• **Data to use**:

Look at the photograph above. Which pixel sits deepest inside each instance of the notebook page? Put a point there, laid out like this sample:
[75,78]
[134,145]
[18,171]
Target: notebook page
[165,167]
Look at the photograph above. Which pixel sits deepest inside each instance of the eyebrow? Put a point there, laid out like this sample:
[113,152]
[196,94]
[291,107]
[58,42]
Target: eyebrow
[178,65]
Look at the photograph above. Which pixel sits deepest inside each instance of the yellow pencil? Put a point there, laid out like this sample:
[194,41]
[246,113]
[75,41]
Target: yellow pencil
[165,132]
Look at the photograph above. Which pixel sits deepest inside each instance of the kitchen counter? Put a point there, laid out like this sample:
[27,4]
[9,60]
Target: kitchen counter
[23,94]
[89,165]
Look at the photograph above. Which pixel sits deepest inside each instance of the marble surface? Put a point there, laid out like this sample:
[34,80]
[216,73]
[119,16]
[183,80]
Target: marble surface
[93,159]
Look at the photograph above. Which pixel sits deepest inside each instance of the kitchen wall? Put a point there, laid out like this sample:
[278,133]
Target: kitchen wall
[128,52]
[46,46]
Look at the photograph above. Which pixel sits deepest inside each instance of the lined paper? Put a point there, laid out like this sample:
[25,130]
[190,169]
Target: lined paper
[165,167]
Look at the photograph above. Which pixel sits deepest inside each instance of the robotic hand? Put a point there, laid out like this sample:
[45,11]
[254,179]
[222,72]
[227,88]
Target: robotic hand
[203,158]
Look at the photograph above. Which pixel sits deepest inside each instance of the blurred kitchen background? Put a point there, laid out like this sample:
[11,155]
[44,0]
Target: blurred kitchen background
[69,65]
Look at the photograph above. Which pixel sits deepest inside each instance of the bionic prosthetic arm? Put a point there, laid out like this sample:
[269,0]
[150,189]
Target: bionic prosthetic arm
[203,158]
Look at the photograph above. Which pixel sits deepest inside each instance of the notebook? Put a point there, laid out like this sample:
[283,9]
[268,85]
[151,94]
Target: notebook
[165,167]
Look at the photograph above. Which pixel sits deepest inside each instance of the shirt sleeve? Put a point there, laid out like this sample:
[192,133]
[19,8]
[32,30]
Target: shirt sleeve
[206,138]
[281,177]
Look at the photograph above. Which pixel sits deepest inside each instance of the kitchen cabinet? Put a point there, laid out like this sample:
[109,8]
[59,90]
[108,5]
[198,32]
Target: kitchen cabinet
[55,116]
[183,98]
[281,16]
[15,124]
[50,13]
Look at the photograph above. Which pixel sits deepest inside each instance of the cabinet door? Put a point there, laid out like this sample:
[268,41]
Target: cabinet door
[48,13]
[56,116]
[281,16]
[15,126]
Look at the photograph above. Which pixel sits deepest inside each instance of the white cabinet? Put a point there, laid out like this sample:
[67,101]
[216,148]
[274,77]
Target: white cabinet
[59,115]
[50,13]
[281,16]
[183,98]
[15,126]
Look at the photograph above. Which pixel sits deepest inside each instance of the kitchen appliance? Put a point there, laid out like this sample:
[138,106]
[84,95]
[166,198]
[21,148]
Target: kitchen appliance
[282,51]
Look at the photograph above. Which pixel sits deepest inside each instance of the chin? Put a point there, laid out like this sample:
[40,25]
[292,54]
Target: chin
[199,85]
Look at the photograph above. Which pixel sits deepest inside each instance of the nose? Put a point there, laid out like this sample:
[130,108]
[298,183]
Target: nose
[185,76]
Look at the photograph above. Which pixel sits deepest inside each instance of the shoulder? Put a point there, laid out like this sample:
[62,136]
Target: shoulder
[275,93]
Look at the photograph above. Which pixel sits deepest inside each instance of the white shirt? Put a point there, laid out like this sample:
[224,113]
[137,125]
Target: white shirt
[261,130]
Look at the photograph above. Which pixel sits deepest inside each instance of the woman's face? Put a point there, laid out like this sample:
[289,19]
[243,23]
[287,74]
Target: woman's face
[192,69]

---

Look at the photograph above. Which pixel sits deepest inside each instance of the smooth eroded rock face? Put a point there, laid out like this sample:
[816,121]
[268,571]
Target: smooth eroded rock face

• **What the task asks**: Rewrite the part of the records above that opens with the line containing "of the smooth" and closes with the line containing "Target: smooth eroded rock face", putting "weathered" wherever "eroded" appears and leaving everything else unchanged.

• **Expected answer**:
Look at the photograph above. Which pixel sits deepest inside each instance of the smooth weathered rock face? Put a point there, laid out like this sample:
[816,121]
[268,571]
Target: smooth weathered rock face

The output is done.